**Problem details:**
Please count the lines in the records below that contain the word "navy" and give only that number.

# START OF Material for this task

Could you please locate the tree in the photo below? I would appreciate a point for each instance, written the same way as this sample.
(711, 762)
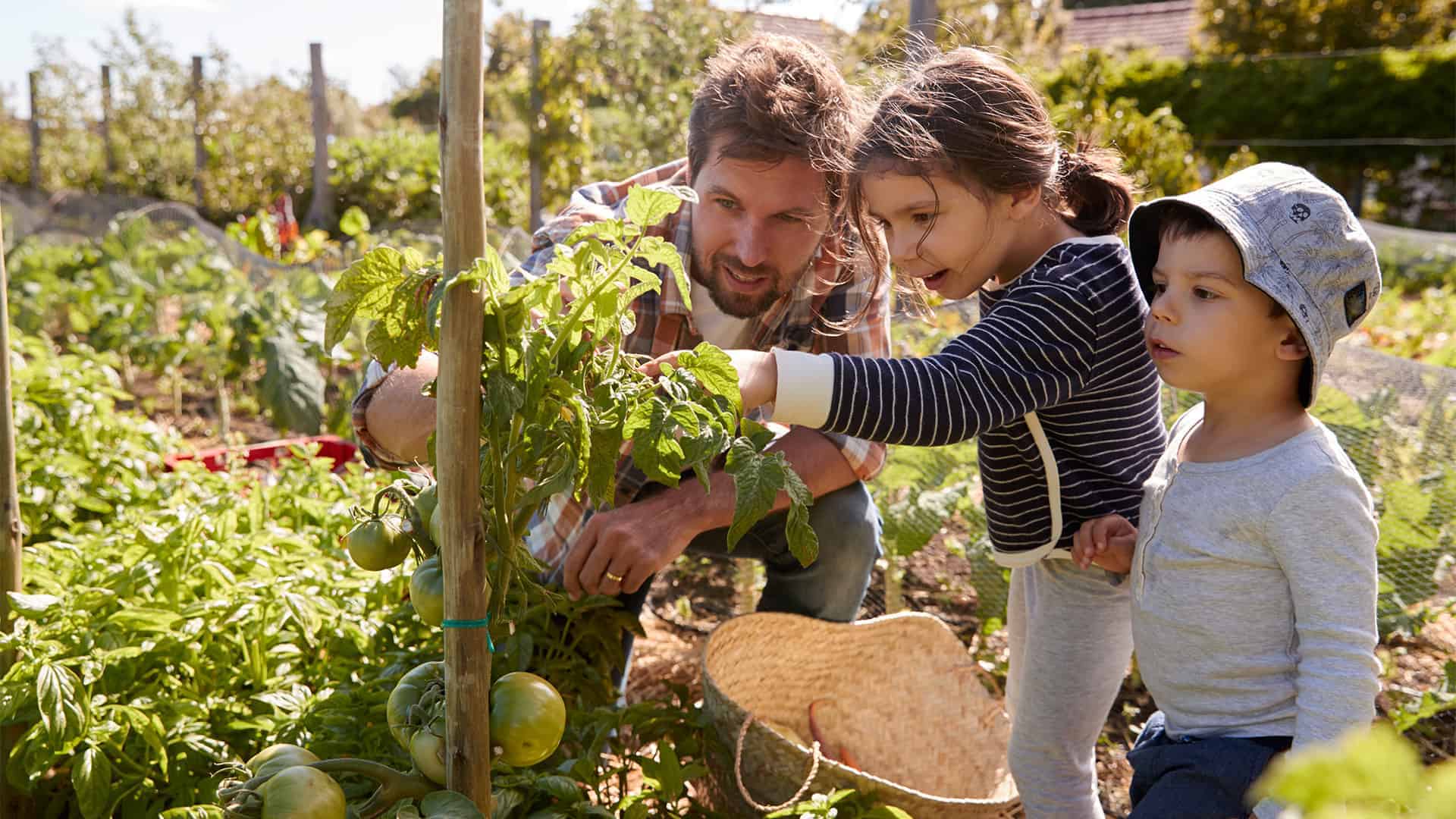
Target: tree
(1291, 27)
(638, 69)
(1025, 33)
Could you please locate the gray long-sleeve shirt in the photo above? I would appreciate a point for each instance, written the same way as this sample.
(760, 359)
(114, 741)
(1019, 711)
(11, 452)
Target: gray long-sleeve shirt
(1254, 591)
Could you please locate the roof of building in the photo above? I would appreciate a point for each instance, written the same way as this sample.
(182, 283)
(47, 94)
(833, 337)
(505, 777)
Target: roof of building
(1165, 25)
(819, 33)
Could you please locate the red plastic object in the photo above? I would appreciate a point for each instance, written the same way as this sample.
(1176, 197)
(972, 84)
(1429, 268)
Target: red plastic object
(268, 453)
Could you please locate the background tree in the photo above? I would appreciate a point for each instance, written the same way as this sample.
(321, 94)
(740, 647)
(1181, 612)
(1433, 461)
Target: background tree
(1256, 27)
(1027, 33)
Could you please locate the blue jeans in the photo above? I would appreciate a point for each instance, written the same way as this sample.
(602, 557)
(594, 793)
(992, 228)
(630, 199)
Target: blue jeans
(832, 588)
(1196, 779)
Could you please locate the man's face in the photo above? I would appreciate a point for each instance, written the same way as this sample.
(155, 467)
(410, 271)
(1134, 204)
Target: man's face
(756, 229)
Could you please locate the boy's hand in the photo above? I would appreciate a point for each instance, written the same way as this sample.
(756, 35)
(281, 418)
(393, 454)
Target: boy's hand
(758, 373)
(1107, 542)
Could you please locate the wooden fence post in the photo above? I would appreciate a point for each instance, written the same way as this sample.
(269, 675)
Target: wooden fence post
(199, 155)
(457, 410)
(105, 129)
(12, 802)
(922, 30)
(36, 130)
(541, 30)
(321, 210)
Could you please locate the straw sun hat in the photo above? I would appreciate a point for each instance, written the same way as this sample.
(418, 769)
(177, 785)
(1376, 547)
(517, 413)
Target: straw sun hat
(897, 703)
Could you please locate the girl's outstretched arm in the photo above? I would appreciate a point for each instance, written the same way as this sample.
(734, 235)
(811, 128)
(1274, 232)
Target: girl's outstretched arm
(1036, 349)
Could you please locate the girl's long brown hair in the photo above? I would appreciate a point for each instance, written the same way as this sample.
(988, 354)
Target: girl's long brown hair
(968, 115)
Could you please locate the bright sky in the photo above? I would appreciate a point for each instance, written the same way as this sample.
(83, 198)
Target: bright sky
(362, 39)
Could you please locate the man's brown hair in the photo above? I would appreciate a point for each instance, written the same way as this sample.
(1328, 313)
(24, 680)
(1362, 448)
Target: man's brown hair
(775, 96)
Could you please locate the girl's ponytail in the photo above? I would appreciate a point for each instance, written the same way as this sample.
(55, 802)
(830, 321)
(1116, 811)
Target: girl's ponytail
(1092, 187)
(967, 112)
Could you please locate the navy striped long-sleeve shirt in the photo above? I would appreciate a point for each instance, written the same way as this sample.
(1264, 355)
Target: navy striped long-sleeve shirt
(1063, 340)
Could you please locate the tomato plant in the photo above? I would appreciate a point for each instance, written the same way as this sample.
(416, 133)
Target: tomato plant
(302, 793)
(560, 395)
(427, 592)
(528, 719)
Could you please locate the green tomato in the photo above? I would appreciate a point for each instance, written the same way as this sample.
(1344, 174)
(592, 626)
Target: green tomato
(381, 544)
(425, 503)
(427, 592)
(528, 719)
(427, 751)
(437, 528)
(302, 793)
(278, 757)
(406, 694)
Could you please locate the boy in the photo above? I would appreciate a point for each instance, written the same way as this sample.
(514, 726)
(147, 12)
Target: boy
(1254, 570)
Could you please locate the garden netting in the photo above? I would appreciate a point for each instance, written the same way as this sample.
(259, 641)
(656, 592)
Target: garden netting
(1395, 417)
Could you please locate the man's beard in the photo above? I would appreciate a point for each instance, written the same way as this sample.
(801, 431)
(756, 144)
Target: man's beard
(740, 305)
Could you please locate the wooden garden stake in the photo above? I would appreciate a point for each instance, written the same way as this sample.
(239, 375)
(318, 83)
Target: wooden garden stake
(321, 210)
(541, 30)
(457, 409)
(36, 130)
(199, 152)
(922, 28)
(105, 129)
(12, 803)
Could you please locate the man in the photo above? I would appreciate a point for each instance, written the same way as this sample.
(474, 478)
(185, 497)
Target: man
(767, 248)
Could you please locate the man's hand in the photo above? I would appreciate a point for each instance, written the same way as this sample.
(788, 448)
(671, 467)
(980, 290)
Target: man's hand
(758, 373)
(619, 550)
(400, 417)
(1106, 541)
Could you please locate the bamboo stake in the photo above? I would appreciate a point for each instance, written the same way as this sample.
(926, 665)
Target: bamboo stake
(12, 803)
(457, 410)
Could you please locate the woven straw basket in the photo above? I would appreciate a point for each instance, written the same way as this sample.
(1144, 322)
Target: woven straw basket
(900, 692)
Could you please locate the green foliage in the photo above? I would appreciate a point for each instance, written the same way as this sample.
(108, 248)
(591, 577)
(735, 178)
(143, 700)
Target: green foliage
(560, 395)
(1254, 27)
(1369, 774)
(1379, 95)
(77, 460)
(639, 107)
(202, 618)
(1025, 33)
(175, 308)
(840, 805)
(1158, 150)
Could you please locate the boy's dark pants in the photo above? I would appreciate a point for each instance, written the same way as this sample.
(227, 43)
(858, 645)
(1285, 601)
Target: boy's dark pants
(1196, 779)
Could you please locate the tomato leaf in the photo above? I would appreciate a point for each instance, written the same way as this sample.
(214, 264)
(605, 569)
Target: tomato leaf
(291, 388)
(33, 605)
(91, 777)
(561, 789)
(61, 703)
(449, 805)
(360, 290)
(650, 206)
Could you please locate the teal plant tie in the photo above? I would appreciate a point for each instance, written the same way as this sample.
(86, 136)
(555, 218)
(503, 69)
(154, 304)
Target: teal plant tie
(473, 624)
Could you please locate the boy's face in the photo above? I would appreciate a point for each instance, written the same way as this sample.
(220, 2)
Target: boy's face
(1209, 330)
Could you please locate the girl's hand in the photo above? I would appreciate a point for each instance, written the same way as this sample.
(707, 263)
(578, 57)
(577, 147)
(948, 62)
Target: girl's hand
(1107, 542)
(758, 373)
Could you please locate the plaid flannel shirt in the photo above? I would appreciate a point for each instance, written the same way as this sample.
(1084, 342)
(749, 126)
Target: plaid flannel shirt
(799, 321)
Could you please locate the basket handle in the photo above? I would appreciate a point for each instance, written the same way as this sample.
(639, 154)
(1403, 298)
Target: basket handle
(737, 773)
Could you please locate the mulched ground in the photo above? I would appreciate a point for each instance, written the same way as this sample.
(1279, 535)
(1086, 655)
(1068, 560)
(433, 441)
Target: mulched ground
(691, 598)
(695, 595)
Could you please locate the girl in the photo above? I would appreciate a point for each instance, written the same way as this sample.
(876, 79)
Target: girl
(960, 181)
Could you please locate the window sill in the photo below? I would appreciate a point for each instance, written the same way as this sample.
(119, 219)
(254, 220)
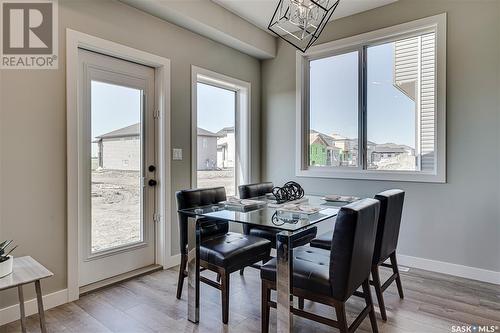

# END OF Material for this task

**Correct output:**
2